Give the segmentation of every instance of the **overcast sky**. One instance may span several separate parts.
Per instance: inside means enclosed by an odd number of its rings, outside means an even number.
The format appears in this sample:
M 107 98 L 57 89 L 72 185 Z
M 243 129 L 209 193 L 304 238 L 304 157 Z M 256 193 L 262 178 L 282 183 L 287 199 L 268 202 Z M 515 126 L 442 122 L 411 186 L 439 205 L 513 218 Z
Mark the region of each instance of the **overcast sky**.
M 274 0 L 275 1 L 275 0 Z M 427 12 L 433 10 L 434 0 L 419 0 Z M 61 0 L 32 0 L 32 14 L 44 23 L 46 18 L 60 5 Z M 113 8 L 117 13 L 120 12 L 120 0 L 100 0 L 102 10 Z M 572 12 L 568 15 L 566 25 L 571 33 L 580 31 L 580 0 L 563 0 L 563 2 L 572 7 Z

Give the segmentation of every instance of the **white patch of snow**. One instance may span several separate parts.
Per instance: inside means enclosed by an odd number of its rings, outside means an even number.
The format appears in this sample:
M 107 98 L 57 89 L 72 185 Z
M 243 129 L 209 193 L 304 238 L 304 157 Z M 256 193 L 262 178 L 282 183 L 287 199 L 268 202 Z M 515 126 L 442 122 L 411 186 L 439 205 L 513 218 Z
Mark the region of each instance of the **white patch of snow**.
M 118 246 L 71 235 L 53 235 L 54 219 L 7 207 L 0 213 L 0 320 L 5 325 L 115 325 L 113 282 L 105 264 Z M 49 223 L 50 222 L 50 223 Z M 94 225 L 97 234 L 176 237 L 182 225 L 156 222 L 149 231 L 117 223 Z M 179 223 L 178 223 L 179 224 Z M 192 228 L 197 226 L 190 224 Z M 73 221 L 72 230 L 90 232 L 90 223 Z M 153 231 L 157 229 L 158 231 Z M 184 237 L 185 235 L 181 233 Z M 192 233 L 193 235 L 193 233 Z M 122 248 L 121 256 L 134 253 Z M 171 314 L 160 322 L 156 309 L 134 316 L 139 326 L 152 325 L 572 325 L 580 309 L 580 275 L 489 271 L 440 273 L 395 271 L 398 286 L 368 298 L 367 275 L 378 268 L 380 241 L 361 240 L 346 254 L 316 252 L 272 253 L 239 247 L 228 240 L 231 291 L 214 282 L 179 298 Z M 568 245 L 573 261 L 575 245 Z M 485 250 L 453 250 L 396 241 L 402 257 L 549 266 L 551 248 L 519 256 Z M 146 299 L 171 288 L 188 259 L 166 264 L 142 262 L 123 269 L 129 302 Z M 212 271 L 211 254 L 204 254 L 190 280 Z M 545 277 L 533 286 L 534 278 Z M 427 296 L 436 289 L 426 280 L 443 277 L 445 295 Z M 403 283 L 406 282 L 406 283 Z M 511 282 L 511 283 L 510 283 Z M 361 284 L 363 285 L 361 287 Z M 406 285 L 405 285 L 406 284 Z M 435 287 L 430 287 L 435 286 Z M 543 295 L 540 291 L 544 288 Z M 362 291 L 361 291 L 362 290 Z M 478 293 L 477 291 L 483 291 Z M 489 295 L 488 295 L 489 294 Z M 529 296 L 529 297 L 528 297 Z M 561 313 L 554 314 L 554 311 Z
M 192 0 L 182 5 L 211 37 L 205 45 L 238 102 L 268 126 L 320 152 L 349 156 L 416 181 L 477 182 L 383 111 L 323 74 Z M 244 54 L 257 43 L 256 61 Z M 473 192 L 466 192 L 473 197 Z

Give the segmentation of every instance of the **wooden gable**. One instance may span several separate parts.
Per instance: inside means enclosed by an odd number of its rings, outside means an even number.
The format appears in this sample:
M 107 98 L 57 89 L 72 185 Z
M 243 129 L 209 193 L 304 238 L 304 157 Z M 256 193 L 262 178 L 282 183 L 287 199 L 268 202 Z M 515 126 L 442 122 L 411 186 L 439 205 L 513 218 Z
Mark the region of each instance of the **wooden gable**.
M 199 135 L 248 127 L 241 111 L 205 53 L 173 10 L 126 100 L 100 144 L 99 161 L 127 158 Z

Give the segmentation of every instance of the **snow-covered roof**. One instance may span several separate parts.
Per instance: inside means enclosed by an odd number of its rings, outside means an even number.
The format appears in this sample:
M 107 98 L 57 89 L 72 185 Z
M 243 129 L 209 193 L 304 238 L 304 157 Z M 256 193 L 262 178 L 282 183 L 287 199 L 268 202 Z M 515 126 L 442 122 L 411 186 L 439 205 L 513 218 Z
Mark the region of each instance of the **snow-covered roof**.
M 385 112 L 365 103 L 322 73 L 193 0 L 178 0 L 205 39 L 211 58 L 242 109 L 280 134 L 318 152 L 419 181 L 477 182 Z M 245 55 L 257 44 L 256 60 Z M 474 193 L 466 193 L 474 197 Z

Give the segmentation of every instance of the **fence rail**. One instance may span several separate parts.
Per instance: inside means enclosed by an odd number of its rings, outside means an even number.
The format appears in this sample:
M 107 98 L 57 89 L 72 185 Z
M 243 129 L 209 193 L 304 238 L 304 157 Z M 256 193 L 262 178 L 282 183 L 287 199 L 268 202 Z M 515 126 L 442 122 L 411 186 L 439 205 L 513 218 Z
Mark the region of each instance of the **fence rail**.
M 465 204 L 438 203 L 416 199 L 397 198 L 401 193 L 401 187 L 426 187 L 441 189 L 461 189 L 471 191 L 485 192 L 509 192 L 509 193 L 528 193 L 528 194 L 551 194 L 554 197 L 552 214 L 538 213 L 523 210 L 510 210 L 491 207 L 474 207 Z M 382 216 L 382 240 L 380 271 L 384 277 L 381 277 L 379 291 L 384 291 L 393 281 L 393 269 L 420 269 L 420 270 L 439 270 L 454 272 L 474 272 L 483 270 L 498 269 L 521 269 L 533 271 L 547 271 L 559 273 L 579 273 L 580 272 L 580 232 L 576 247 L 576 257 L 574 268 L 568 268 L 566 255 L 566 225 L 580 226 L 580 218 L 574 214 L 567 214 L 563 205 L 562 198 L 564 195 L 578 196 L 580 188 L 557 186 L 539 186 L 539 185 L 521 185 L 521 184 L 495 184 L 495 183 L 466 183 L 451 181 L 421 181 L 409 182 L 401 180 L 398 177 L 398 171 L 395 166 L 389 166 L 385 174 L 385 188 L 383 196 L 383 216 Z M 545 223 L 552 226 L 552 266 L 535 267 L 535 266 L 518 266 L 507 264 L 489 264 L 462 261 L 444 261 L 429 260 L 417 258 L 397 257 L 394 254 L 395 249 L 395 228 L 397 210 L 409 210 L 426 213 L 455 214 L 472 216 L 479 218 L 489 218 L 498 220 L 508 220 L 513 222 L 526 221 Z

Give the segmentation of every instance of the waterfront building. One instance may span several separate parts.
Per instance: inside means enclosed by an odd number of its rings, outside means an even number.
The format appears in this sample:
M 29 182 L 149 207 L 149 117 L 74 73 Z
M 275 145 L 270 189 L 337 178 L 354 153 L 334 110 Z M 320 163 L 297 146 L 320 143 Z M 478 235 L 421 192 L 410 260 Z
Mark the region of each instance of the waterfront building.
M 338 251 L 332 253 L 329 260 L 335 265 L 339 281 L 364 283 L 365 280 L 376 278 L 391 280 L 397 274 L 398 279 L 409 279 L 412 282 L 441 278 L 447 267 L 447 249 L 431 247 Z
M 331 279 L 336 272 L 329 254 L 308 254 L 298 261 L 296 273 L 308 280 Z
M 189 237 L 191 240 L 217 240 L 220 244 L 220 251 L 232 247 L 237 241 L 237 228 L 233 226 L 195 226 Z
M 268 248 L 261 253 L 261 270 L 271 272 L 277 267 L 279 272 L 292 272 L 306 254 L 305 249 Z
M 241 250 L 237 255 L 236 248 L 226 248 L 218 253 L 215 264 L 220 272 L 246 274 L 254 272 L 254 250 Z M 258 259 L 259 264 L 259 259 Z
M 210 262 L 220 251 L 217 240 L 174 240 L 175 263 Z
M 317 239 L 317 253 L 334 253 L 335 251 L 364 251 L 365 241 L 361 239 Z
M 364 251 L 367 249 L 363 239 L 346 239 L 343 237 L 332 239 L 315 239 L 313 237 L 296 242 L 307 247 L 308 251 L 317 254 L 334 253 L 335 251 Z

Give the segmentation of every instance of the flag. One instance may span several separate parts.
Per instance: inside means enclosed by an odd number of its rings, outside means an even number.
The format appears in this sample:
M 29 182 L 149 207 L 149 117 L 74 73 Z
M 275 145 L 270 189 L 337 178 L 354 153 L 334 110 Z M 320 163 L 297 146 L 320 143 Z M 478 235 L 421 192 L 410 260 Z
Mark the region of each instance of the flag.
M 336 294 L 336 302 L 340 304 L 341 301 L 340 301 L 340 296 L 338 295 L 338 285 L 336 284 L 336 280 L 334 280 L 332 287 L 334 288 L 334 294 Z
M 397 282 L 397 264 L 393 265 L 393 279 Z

**WHAT THE TASK REQUIRES:** In the records above, find the lines containing "Give" and copy them.

**ANSWER TO THE PROBLEM:**
Give the segmentation of every instance of the **overcast sky**. One instance may span several separate parts.
Give the segmentation of every instance of the **white patch of snow**. One instance may span several separate parts.
Give the segmentation of every instance of the **wooden gable**. One instance may span several separate parts.
Give the segmentation of every instance of the **snow-covered roof**. One instance may span several separate parts.
Give the segmentation of every instance of the **fence rail**. One instance may span several separate parts.
Give the segmentation of every instance of the waterfront building. One instance may span several separate parts.
Give the segmentation of every instance of the flag. One instance may span several separate parts.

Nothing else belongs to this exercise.